EXCERPTED RECORDS:
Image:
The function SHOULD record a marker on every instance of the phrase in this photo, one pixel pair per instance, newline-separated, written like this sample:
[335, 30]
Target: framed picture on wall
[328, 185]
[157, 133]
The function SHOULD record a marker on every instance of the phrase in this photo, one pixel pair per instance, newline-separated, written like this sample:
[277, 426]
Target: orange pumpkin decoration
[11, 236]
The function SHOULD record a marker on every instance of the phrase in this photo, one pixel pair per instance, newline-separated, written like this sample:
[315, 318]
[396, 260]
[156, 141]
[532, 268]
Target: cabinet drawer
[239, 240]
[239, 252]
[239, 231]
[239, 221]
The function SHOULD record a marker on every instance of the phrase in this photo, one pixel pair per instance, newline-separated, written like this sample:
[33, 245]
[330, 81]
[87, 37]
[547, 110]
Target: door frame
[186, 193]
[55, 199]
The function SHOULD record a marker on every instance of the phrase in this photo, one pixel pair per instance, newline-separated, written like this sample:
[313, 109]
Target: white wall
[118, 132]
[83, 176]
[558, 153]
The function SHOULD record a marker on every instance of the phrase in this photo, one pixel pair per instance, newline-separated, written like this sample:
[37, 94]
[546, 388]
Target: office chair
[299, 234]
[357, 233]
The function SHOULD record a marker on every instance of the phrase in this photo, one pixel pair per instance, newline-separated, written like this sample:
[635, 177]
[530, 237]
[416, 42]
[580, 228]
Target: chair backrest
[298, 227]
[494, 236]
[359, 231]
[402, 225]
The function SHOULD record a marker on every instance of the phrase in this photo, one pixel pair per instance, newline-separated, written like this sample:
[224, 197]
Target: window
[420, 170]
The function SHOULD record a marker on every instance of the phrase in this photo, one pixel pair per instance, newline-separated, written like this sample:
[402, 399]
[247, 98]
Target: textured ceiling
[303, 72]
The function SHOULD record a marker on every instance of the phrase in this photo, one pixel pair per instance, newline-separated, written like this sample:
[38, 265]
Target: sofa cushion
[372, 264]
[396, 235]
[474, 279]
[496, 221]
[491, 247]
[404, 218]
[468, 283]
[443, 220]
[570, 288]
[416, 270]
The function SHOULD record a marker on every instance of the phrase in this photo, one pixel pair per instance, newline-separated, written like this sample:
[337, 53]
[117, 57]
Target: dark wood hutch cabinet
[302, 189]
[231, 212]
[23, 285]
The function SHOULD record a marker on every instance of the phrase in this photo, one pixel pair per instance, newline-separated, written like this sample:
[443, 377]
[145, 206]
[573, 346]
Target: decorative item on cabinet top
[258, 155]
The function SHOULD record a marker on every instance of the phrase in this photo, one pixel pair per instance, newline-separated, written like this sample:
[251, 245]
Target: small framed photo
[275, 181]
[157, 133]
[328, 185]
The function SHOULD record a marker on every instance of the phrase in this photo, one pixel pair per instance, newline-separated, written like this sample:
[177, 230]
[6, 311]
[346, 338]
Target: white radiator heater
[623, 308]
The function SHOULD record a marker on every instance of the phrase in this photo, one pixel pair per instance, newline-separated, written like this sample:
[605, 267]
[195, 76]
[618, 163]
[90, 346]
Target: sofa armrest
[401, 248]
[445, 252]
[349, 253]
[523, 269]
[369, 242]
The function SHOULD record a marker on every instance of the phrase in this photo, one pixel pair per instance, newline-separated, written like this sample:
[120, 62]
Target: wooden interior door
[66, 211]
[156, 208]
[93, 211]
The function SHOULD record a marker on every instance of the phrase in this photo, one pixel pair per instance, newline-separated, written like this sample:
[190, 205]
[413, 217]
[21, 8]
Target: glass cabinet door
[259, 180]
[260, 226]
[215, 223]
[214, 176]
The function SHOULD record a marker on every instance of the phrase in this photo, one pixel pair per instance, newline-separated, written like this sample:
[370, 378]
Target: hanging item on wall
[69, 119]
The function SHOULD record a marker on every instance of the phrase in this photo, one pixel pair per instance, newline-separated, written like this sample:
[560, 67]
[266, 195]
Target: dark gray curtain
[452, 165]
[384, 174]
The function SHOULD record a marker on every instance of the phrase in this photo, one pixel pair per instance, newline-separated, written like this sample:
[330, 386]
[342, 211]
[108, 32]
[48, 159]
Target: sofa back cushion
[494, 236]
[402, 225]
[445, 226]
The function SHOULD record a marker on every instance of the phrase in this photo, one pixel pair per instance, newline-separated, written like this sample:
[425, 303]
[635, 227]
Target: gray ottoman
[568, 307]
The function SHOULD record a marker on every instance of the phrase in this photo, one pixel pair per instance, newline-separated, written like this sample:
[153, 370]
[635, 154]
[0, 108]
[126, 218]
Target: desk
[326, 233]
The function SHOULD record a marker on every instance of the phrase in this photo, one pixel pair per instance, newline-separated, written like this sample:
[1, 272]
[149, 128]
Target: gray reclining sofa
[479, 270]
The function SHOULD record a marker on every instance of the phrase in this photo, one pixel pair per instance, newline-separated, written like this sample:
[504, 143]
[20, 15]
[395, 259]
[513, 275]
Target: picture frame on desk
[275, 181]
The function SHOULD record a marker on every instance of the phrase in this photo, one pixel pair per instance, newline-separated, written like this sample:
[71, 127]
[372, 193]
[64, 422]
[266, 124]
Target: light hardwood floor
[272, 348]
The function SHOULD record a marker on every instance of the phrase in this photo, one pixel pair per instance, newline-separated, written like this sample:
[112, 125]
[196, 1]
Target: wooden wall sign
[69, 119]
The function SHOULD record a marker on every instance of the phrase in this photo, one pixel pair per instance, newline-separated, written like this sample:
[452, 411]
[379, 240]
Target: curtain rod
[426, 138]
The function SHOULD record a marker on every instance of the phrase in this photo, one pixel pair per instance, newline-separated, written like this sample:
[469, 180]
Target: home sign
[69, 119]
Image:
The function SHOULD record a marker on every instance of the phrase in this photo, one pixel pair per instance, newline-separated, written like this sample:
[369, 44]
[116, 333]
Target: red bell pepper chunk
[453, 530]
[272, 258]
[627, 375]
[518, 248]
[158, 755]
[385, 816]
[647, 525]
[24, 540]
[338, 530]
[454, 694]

WORK REQUIRED:
Return the whole listing exactly, with every line included.

ANSWER BELOW:
Image:
The function SHOULD record a marker on every instance of the phrase in this photo, one pixel pair per instance, newline-separated, written like this sample:
[335, 30]
Target: framed picture on wall
[328, 185]
[157, 133]
The function SHOULD record a marker on every instance of the phrase in this photo, one pixel pair per instance, newline-separated, written like this sample:
[277, 426]
Target: orange pumpkin decoration
[11, 236]
The function SHOULD record a marker on every instance of the phrase in this photo, one pixel pair per instance, newline-separated, written like this sample:
[315, 318]
[396, 260]
[156, 141]
[532, 268]
Target: cabinet drawer
[239, 240]
[239, 252]
[239, 231]
[239, 221]
The function SHOULD record a marker on every instance of the phrase in this photo, one pixel pair per instance, newline-separated, written like this sample:
[33, 245]
[330, 81]
[87, 37]
[547, 110]
Target: door frame
[186, 193]
[55, 199]
The function SHOULD record a marker on every instance of the phrase in this photo, one pixel pair per instance, newline-separated, written like this sample:
[313, 109]
Target: white wall
[118, 132]
[83, 176]
[558, 153]
The function SHOULD record a marker on every instance of the phrase in this photo, one pixel pair per instance, newline-separated, written like this sample:
[37, 94]
[546, 388]
Target: office chair
[299, 234]
[357, 233]
The function SHOULD record a marker on every instance of the phrase in this photo, one pixel pair per instance, newline-separated, written like this sample:
[635, 177]
[530, 237]
[416, 42]
[580, 228]
Target: chair backrest
[298, 227]
[494, 236]
[359, 231]
[402, 225]
The function SHOULD record a marker on every instance of the phrase in this photo, one pixel pair per instance, newline-separated, written like this sample:
[224, 197]
Target: window
[420, 170]
The function SHOULD record a marker on every instance of the phrase in this photo, one pixel pair per instance, newline-separated, written like this sample:
[402, 399]
[247, 98]
Target: textured ceiling
[303, 72]
The function SHOULD record a marker on every instance of the phrase in this photo, one pixel pair per instance, newline-separated, written like this sample:
[38, 265]
Target: sofa cushion
[372, 264]
[396, 235]
[474, 279]
[496, 221]
[491, 247]
[404, 218]
[468, 283]
[443, 220]
[570, 288]
[416, 270]
The function SHOULD record a marker on every instance of the phrase in this photo, one pixel pair per instance, newline-separated, written like this sample:
[337, 53]
[117, 57]
Target: dark wood hutch cabinet
[302, 189]
[231, 212]
[23, 285]
The function SHOULD record a marker on every instance of the phrase in this photo, one pixel pair per instance, newline-separated, written like this sample:
[443, 377]
[145, 206]
[573, 346]
Target: decorative item on cabinet top
[258, 155]
The function SHOULD record a marker on every instance of the phrase in this photo, one pixel pair per instance, newline-separated, written like this sample:
[251, 245]
Target: small framed photo
[275, 181]
[157, 133]
[328, 185]
The function SHOULD record a marker on every instance of the phrase in this photo, one pixel pair per instance, newline-separated, written like this sample:
[177, 230]
[6, 311]
[346, 338]
Target: white radiator heater
[623, 308]
The function SHOULD record a marker on every instance of the phrase in this photo, one pixel pair per instance, newline-separated, written like this sample:
[605, 267]
[195, 76]
[618, 163]
[90, 346]
Target: sofa armrest
[401, 248]
[445, 252]
[349, 253]
[523, 269]
[369, 242]
The function SHOULD record a marker on every instance of the phrase in this photo, one pixel pair per instance, newline-separated, written like this sample:
[120, 62]
Target: wooden interior door
[66, 211]
[156, 208]
[93, 211]
The function SHOULD record a marker on every instance of the phrase in this photo, one pixel pair per instance, newline-separated, written like this sample:
[190, 205]
[413, 217]
[21, 8]
Target: glass cabinet door
[259, 180]
[260, 226]
[215, 223]
[214, 176]
The function SHOULD record a marker on every instance of the phrase in this photo, one pixel pair per instance, newline-separated, written like this sample:
[370, 378]
Target: hanging item on wall
[69, 119]
The function SHOULD record a marker on every instance of the phrase in this photo, one pixel pair per instance, newline-separated, written like this sample:
[560, 67]
[266, 195]
Target: dark gray curtain
[452, 165]
[384, 174]
The function SHOULD record a marker on every instance of the phrase in this photo, one pixel pair per instance, newline-separated, written like this sample:
[330, 386]
[342, 211]
[108, 32]
[48, 159]
Target: sofa back cushion
[494, 236]
[402, 225]
[445, 226]
The function SHOULD record a marker on every instance of the phrase in this photo, one pixel pair per instance, newline-separated, written like this sample:
[425, 303]
[635, 227]
Target: gray ottoman
[568, 307]
The function SHOULD record a marker on every instance of the phrase in this photo, one pixel pair per instance, newline-separated, written like this sample:
[153, 370]
[635, 154]
[0, 108]
[126, 218]
Target: desk
[326, 233]
The function SHOULD record a marker on every instance of the phrase in this photo, one pixel pair per instance, newline-separated, written like this sample:
[1, 272]
[149, 128]
Target: gray reclining sofa
[479, 270]
The function SHOULD record a marker on every instance of the phrase in this photo, one pixel pair per instance, newline-separated, written like this sample:
[504, 143]
[20, 15]
[395, 259]
[513, 275]
Target: picture frame on desk
[275, 181]
The function SHOULD record a marker on every instance of the phrase in this photo, one pixel pair per instance, newline-separated, written like this sample:
[71, 127]
[372, 193]
[64, 422]
[266, 124]
Target: light hardwood floor
[272, 348]
The function SHOULD record a marker on every instance of the phrase in this photo, one pixel pair per instance, newline-separated, written like this sample:
[112, 125]
[196, 1]
Target: wooden wall sign
[69, 119]
The function SHOULD record a marker on every instance of the phrase in this photo, one pixel pair per instance, newline-separated, written like this sample:
[452, 411]
[379, 240]
Target: curtain rod
[426, 138]
The function SHOULD record a marker on every instance of the phrase in this photo, one pixel pair per instance, newline-separated, written like this sample:
[469, 180]
Target: home sign
[69, 119]
Image:
The function SHOULD record a marker on every instance of the phrase in this photo, one pixel pair per instance, newline-separated, written like this sample:
[369, 44]
[116, 333]
Target: red bell pepper chunk
[453, 530]
[272, 258]
[627, 375]
[518, 248]
[158, 755]
[385, 816]
[647, 525]
[24, 540]
[338, 530]
[454, 694]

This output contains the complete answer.